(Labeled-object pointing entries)
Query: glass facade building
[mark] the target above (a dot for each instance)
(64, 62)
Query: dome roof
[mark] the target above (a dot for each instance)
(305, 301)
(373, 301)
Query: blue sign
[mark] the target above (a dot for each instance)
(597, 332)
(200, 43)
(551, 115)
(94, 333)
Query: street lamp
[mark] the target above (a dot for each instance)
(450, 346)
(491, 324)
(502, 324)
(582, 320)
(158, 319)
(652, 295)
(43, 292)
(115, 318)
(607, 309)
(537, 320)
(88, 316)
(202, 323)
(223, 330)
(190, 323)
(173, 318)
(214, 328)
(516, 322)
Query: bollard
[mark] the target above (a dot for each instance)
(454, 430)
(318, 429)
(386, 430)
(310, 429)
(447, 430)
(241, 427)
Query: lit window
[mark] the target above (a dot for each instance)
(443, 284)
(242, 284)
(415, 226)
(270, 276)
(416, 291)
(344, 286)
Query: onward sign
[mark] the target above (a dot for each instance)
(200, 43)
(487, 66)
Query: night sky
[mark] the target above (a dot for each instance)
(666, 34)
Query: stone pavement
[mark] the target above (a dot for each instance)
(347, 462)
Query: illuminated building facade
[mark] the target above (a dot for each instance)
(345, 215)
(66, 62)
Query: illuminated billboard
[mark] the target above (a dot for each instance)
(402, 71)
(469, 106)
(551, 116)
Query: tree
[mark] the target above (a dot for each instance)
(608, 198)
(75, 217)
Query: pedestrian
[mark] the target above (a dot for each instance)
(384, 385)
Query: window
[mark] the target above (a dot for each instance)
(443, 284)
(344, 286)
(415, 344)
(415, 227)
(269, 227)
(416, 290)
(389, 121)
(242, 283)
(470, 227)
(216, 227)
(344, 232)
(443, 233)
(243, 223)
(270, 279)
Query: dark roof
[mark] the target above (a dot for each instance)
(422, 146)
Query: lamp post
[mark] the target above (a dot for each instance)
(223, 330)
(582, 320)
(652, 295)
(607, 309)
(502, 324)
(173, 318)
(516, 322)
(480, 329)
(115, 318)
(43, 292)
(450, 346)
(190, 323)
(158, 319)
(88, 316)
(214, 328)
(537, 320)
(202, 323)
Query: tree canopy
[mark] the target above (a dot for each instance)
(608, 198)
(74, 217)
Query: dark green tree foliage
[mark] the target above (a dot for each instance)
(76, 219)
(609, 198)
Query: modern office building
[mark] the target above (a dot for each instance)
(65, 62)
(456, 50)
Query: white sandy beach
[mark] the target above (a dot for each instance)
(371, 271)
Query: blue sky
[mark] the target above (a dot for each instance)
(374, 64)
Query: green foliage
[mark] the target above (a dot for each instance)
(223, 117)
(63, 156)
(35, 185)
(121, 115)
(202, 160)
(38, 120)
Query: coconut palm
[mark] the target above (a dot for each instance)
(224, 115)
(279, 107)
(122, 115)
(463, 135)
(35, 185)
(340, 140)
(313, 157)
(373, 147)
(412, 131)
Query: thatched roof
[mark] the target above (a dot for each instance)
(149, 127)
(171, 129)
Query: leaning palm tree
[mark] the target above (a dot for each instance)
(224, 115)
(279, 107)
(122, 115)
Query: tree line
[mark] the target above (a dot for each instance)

**YOUR OBJECTIVE:**
Reproduce all of the records exactly.

**WRITTEN ANSWER:**
Query: glass facade building
[mark] the target above (a dot for each instance)
(64, 62)
Query: dome roof
[mark] the target above (a dot for each instance)
(305, 301)
(373, 301)
Query: blue sign
[mark] the target above (a dot for each instance)
(597, 332)
(200, 43)
(551, 115)
(94, 333)
Query: street lamp
[mark] the target above (a dot for each instance)
(450, 346)
(491, 324)
(502, 324)
(582, 320)
(158, 319)
(652, 295)
(43, 292)
(115, 318)
(607, 309)
(537, 320)
(88, 316)
(202, 323)
(223, 330)
(190, 323)
(173, 318)
(214, 328)
(516, 322)
Query: bollard
[mark] the target above (a dot for each instance)
(454, 430)
(318, 429)
(386, 430)
(310, 429)
(447, 430)
(241, 427)
Query: lit window
[mark] the target above (a dot for each instance)
(443, 284)
(242, 284)
(415, 226)
(270, 276)
(416, 291)
(344, 286)
Query: onward sign
[mark] the target above (a dot for each instance)
(200, 43)
(487, 66)
Query: night sky
[mark] the target above (a dot for each instance)
(666, 34)
Query: stone pavement
[mark] the target above (a dot for each instance)
(347, 462)
Query: illuminated building facade
[mark] the target above (a dot for each instance)
(345, 215)
(66, 62)
Query: illuminated billboard
[mark] the target above (a dot for each instance)
(402, 71)
(469, 106)
(551, 116)
Query: tree
[mark] the target above (a dot for each instance)
(608, 198)
(75, 217)
Query: pedestrian
[mark] the target above (a dot for each instance)
(384, 385)
Query: window
[mark] the target above (a dot for each instance)
(443, 284)
(344, 286)
(415, 344)
(415, 227)
(269, 227)
(416, 290)
(389, 121)
(242, 283)
(470, 227)
(216, 227)
(344, 232)
(443, 233)
(243, 223)
(270, 279)
Query: dark roof
[mark] the target above (a dot for each instance)
(422, 146)
Query: lamp post
[mark] the target above (a dot for each instance)
(223, 330)
(582, 320)
(652, 295)
(607, 309)
(502, 324)
(173, 318)
(516, 322)
(480, 329)
(115, 318)
(43, 292)
(450, 346)
(190, 323)
(158, 319)
(88, 316)
(214, 328)
(537, 320)
(202, 323)
Query: tree canopy
[mark] the target above (a dot for each instance)
(608, 198)
(74, 217)
Query: dark green tree foliage
[mark] the target above (a dot for each instance)
(76, 219)
(609, 198)
Query: modern office building
[mark] the target above (a dot for each instance)
(65, 62)
(456, 50)
Query: white sandy beach
[mark] the target above (a dot for each instance)
(371, 271)
Query: blue sky
[mark] the target above (a dot for each instance)
(374, 64)
Query: green foliage
[mark] the target above (a dot for each instance)
(223, 117)
(63, 156)
(35, 185)
(121, 115)
(202, 160)
(38, 120)
Query: coconut palm
[mark] the target above (a dot for each instance)
(224, 115)
(279, 107)
(122, 115)
(463, 135)
(35, 185)
(340, 140)
(313, 157)
(373, 147)
(412, 131)
Query: thatched roof
[mark] the target above (a dot for each instance)
(149, 127)
(171, 129)
Query: leaning palm tree
[mark] the target above (a dot for each instance)
(224, 115)
(279, 107)
(122, 115)
Query: tree line
[mark] the target above (a dot for each instance)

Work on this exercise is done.